◆ **Records**
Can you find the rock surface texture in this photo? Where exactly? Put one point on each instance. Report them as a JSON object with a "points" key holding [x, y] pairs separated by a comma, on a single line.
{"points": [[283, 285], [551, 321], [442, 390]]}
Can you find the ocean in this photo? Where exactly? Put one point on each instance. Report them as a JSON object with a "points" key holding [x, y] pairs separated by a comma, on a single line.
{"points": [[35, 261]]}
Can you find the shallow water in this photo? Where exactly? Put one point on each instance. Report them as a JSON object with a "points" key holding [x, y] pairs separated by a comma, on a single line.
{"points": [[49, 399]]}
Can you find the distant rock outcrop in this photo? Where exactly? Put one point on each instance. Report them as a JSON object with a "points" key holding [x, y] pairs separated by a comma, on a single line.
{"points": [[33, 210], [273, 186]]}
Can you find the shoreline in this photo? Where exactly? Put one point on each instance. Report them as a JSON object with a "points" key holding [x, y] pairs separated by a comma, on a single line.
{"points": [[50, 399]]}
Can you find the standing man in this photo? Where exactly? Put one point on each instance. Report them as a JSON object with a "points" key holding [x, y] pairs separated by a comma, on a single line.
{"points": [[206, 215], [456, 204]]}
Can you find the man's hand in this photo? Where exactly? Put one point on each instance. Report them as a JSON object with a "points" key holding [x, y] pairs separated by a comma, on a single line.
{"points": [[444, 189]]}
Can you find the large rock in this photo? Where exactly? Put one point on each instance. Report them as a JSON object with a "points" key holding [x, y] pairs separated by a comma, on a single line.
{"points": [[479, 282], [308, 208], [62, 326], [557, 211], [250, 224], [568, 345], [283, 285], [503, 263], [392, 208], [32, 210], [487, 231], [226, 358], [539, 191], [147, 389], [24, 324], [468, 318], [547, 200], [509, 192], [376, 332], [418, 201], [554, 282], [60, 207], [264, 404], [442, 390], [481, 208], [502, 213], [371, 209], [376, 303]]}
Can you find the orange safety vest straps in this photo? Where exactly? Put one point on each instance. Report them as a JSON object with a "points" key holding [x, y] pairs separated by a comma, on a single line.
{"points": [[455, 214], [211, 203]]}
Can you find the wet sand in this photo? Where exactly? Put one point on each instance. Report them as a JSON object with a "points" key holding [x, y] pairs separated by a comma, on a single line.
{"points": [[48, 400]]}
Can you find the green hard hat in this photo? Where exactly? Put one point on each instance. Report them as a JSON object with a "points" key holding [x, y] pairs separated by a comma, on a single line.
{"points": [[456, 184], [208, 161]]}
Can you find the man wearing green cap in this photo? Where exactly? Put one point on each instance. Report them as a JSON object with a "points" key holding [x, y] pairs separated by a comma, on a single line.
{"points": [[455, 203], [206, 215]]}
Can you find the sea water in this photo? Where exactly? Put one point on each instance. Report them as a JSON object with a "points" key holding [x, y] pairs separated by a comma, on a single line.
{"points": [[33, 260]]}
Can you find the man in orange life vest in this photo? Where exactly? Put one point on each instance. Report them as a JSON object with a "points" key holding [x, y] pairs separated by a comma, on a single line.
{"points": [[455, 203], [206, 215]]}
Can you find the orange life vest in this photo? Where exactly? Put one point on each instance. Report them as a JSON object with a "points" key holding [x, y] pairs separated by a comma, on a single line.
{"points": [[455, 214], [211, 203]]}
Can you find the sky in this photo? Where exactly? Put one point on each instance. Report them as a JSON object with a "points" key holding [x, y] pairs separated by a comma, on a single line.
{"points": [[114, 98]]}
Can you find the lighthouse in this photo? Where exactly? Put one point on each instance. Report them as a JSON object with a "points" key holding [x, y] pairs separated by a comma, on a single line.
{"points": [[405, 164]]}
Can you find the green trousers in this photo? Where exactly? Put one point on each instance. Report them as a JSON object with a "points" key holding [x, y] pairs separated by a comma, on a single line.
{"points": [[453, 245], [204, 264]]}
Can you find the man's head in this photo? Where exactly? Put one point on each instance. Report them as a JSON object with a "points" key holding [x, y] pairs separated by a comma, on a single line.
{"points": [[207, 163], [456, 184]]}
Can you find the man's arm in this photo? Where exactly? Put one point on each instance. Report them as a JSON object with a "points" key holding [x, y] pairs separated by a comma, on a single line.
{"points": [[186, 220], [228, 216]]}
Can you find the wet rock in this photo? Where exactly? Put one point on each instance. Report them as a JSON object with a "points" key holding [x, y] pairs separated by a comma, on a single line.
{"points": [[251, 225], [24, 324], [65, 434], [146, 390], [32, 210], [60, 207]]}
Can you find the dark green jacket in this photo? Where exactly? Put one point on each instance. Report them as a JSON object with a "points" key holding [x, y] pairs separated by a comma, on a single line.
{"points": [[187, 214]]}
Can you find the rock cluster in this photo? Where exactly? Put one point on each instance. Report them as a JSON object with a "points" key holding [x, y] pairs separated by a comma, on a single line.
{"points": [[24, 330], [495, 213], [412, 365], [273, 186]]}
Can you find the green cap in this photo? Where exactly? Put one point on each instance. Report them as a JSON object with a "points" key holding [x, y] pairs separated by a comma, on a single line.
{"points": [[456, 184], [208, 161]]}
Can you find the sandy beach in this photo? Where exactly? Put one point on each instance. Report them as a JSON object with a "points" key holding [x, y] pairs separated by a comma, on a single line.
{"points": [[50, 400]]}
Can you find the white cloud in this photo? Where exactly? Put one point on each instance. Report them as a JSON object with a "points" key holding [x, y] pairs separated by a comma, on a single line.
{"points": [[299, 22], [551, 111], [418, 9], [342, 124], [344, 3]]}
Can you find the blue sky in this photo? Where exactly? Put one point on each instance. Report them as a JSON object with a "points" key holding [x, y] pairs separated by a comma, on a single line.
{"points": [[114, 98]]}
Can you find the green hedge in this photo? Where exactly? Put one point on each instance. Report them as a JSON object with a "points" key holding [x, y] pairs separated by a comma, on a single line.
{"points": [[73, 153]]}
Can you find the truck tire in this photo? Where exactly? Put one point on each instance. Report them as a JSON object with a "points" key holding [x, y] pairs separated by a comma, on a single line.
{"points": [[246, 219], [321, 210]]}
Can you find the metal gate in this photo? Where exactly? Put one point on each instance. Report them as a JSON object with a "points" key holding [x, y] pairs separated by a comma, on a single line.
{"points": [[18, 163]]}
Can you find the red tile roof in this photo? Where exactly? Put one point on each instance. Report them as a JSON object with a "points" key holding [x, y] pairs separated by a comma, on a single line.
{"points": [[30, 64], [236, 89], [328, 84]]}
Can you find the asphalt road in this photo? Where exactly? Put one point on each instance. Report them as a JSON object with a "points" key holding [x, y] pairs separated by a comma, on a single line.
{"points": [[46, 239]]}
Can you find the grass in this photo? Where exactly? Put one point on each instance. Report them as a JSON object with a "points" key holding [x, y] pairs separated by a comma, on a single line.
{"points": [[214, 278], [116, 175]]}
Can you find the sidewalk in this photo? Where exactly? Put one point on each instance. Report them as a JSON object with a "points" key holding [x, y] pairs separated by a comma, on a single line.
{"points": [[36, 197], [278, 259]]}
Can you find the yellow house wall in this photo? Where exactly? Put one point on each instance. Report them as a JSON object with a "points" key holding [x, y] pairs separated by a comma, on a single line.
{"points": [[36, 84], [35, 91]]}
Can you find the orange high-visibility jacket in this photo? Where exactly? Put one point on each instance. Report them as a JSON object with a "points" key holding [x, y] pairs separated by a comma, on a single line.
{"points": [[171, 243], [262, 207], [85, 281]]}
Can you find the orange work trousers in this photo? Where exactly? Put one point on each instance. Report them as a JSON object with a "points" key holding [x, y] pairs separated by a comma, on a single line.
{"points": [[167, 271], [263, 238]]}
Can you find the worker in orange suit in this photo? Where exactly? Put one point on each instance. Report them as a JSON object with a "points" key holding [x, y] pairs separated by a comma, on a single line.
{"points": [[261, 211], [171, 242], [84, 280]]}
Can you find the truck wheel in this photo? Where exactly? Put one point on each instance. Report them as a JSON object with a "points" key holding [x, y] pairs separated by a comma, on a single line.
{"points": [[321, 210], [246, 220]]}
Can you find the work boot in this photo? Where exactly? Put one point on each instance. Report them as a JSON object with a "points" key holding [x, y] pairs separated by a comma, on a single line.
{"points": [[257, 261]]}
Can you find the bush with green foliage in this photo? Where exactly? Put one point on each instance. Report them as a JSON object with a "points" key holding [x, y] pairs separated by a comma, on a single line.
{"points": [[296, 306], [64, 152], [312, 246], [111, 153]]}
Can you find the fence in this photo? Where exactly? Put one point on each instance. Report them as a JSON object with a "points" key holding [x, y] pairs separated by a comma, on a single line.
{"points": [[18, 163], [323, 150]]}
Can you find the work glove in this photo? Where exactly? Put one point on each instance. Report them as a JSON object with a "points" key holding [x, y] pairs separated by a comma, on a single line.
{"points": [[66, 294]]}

◆ **What needs to be done**
Please transcribe word for word the lines from the line with "Can you find the fence" to the end of the material, both ends included.

◆ **Answer space**
Can you find the fence in this photo? Where exactly? Put one point on each instance. Report them as a JSON object with a "points" key holding [x, y] pairs separated by a comma, on a single line.
{"points": [[18, 163], [323, 150]]}
Can you find the work glove in this photo? Where exactly? Put one point on each instance. Report them as a JSON object with a "points" key holding [x, y] pairs separated by a comma, on a single line.
{"points": [[66, 294]]}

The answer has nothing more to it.